-- TASK --
Keep to the lines from the one with "rough mask: <svg" through the end of the data, and write them out exactly.

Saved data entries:
• • • • •

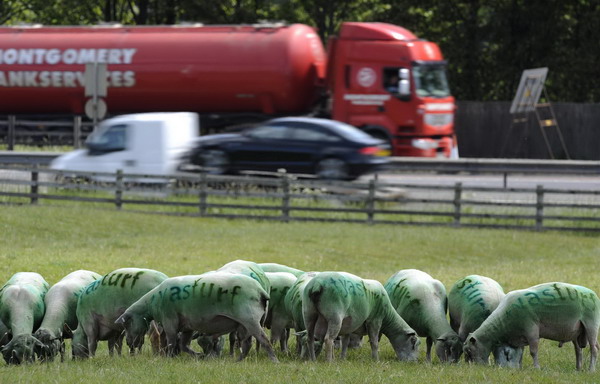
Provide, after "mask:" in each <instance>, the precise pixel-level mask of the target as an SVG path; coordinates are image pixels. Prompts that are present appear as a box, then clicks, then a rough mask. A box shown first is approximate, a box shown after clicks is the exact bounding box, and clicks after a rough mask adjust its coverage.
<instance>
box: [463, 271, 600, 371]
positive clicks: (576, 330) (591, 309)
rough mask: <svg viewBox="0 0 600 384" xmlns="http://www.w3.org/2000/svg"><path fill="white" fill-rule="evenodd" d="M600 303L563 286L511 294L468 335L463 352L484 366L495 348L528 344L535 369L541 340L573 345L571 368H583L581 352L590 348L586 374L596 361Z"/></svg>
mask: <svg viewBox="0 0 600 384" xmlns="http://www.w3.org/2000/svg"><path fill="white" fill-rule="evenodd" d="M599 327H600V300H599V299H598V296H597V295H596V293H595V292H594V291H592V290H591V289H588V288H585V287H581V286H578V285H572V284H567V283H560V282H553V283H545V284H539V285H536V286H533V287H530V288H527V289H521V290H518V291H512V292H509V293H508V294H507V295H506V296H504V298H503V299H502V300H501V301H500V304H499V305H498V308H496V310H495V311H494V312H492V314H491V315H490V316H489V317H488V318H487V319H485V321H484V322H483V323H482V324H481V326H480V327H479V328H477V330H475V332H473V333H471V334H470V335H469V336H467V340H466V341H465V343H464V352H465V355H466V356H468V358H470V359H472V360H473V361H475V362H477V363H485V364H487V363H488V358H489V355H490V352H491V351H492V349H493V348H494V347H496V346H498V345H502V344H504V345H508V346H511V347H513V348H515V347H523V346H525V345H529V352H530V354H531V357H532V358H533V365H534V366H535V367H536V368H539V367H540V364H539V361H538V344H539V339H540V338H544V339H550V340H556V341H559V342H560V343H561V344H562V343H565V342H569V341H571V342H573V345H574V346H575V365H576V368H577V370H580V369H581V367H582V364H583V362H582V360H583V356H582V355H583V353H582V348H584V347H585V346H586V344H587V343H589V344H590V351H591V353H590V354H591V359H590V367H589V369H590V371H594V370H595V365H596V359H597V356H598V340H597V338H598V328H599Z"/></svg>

• • • • •

-- FINAL ANSWER --
rough mask: <svg viewBox="0 0 600 384" xmlns="http://www.w3.org/2000/svg"><path fill="white" fill-rule="evenodd" d="M600 303L563 286L511 294L468 335L463 352L484 366L495 348L528 344L535 369L541 340L573 345L571 368H583L581 352L590 348L586 374L596 361Z"/></svg>
mask: <svg viewBox="0 0 600 384" xmlns="http://www.w3.org/2000/svg"><path fill="white" fill-rule="evenodd" d="M599 327H600V300H599V299H598V296H597V295H596V293H595V292H594V291H592V290H591V289H588V288H585V287H581V286H578V285H572V284H567V283H560V282H553V283H545V284H539V285H536V286H533V287H530V288H527V289H521V290H518V291H512V292H509V293H508V294H507V295H506V296H504V298H503V299H502V300H501V301H500V304H499V305H498V308H496V310H495V311H494V312H492V314H491V315H490V316H489V317H488V318H487V319H485V321H484V322H483V323H482V324H481V326H480V327H479V328H477V330H475V332H473V333H471V334H470V335H469V336H467V340H466V341H465V343H464V352H465V355H466V356H468V358H470V359H472V360H473V361H475V362H477V363H485V364H487V363H488V358H489V355H490V352H491V351H492V349H493V348H494V347H496V346H498V345H502V344H504V345H508V346H511V347H513V348H515V347H523V346H525V345H529V352H530V354H531V357H532V358H533V365H534V366H535V367H536V368H539V367H540V364H539V361H538V344H539V339H540V338H544V339H550V340H556V341H559V342H560V343H561V344H562V343H565V342H569V341H571V342H573V345H574V346H575V365H576V368H577V370H580V369H581V367H582V364H583V362H582V360H583V356H582V355H583V353H582V348H584V347H585V346H586V344H587V343H589V344H590V351H591V353H590V354H591V359H590V367H589V369H590V371H594V370H595V365H596V359H597V356H598V340H597V338H598V328H599Z"/></svg>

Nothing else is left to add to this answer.